**REQUIRED WORK**
Copy every line that contains the string "phrase" from the entries below.

**THE RECORDS**
##############################

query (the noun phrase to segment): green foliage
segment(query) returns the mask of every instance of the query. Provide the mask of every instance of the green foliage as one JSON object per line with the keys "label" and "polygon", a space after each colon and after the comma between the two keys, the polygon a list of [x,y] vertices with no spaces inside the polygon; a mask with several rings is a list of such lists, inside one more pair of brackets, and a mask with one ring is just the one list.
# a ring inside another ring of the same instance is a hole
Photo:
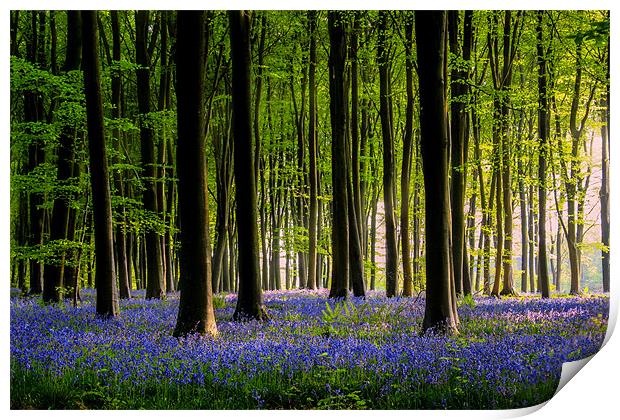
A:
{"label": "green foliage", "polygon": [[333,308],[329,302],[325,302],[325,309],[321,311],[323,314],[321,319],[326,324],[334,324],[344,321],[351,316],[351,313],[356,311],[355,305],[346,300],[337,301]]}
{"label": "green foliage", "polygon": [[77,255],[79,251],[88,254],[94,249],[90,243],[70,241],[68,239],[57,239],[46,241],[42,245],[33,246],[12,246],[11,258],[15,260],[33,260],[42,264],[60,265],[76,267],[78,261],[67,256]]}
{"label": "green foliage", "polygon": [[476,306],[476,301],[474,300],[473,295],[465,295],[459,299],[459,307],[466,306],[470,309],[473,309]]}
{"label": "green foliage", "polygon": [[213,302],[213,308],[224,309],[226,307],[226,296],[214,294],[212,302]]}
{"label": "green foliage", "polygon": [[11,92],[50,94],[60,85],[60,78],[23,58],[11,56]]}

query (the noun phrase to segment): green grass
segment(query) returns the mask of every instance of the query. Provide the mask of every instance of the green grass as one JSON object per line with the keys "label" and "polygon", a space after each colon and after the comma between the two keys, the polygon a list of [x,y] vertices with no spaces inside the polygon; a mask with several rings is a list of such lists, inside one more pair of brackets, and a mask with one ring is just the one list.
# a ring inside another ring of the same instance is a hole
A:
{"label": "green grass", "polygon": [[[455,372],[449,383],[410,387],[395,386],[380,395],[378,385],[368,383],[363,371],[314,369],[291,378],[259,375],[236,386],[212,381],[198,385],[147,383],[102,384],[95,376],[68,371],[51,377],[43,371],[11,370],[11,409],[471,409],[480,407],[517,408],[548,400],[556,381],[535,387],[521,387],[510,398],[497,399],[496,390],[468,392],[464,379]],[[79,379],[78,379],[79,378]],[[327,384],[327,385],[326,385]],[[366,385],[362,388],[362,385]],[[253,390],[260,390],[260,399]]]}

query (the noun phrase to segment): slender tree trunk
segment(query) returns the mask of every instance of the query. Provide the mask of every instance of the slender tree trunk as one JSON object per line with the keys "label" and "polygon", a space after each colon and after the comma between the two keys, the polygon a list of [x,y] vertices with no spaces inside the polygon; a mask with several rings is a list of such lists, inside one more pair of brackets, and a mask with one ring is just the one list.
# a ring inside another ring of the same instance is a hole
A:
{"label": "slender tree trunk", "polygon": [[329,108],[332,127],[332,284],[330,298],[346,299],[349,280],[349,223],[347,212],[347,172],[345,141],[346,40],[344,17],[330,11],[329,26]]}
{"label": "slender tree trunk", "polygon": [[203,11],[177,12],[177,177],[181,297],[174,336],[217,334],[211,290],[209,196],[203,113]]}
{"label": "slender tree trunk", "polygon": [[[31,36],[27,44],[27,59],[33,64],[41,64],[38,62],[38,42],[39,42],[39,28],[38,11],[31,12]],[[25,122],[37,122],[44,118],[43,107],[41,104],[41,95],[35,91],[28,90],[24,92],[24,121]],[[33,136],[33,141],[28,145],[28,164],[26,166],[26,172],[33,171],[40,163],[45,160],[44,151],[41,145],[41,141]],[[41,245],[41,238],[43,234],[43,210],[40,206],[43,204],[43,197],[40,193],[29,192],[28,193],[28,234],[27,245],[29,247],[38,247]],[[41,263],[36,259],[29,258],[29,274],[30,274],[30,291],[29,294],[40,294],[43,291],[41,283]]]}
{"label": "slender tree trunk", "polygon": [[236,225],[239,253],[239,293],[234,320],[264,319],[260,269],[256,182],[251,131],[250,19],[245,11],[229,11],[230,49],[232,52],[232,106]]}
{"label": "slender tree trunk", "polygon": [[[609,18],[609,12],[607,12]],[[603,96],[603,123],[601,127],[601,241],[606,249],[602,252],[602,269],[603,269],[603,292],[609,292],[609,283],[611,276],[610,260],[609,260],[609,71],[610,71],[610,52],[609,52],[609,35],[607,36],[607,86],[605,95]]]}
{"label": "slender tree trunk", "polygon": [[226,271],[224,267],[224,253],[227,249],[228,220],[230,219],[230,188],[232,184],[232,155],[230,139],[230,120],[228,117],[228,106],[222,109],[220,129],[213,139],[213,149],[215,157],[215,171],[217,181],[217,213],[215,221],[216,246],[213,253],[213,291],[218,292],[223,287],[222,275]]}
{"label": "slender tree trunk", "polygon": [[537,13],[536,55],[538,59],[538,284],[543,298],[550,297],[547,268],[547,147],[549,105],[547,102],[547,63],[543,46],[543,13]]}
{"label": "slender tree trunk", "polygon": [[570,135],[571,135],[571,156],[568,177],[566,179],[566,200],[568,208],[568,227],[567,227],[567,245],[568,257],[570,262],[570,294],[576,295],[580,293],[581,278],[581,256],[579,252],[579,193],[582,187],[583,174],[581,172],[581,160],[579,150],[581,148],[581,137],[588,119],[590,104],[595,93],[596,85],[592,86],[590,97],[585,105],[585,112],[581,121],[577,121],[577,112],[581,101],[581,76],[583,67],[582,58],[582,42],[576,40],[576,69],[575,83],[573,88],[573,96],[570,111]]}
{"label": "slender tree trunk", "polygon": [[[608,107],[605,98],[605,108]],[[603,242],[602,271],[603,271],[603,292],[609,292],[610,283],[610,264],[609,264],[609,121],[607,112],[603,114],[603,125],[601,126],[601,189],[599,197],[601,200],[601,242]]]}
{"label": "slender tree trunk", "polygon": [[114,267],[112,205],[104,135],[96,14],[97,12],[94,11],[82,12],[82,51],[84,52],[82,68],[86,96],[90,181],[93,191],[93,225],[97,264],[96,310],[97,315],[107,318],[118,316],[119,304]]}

##############################

**WRITTEN ANSWER**
query (the noun phrase to segment): green foliage
query (the noun phrase to segment): green grass
query (the noun phrase to segment): slender tree trunk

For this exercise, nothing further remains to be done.